## EXCERPT PROVIDED:
* * * * *

Nicorette chewing gum releases nicotine while chewing. Nicotine then is absorbed across the oral mucosa into the systemic circulation. Patients are advised to chew the gum slowly and intermittently to avoid the risk of releasing too much nicotine. It is also suggested not to eat or drink while chewing since foods and beverages can reduce nicotine absorption.

Nicorette chewing gum is available in two strengths: 2 mg/piece and 4 mg/piece. Dosing would depend on the degree of nicotine dependence: light smokers should use 2 mg gum, heavy smokers (more than 25 cigarettes a day) should use 4 mg gum.
Patients should chew gum once they feel the craving. FDA limits maximum daily amount of 2 mg gum pieces to 24 pieces.

=== Patch ===
The patches provide slow absorption of nicotine into blood within the day and work for 16 hours. They are usually applied in the morning and removed at bedtime.

* * * * *

## DATA PROVIDED:
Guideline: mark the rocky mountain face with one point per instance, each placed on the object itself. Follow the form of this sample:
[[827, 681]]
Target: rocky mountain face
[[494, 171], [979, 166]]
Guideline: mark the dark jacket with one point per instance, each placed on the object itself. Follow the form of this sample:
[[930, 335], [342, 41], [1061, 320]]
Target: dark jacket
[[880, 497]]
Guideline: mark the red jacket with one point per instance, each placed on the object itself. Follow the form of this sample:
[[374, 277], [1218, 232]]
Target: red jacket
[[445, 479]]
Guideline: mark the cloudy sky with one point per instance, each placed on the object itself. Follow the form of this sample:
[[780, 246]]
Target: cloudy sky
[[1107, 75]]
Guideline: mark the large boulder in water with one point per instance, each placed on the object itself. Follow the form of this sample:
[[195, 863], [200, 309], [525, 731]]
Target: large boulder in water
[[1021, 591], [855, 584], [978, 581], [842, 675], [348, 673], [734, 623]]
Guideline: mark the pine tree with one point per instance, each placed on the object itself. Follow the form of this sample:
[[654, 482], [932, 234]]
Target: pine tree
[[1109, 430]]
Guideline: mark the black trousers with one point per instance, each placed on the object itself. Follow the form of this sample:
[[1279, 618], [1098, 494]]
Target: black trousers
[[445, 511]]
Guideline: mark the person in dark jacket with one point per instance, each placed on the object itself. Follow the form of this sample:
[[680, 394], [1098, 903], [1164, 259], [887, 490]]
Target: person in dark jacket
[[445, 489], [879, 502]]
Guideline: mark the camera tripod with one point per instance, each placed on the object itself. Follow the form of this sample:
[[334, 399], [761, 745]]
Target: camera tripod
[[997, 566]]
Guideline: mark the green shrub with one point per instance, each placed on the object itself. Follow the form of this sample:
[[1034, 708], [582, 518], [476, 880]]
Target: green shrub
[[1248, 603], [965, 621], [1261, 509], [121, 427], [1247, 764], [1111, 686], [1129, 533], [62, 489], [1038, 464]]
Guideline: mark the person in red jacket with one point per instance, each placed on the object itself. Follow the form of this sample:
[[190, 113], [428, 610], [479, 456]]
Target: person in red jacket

* * * * *

## ABOUT THIS TASK:
Extend the passage on nicotine gum and patches, starting right after its last sentence.

## WRITTEN ANSWER:
The patch supports smoking cessation within 12 week programme: 25 mg patch (25 mg nicotine over 16 hours) for eight weeks (Step 1), 15 mg patch for two weeks (Step 2), 10 mg patch for the last two weeks (Step 3). Light smokers (less than 10 cigarettes per day) were recommended to start at Step 2 (15 mg) for eight weeks and reduce the dose to 10 mg for the last four weeks.

=== Microtab ===
Microtab supplies nicotine to the body by mouth. It is different from the chewing gum because instead of chewing the patient should allow the tablet to dissolve slowly under the tongue (the tablet dissolves in about 20-30 minutes). The action is similar to 2 mg nicotine gum.

Microtabs are used either for smoking cessation or smoking reduction. For smoking cessation the standard dose is one tablet (2 mg) per hour for patients who smoke less than 20 cigarettes per day. When the craving is strong two tablets can be taken instead of one. Most patients require between 8 and 24 tablets per day. British Medicines and Healthcare products Regulatory Agency recommends not to exceed 40 tablets per day limit. Treatment should be stopped when daily consumption is around 1-2 tablets per day.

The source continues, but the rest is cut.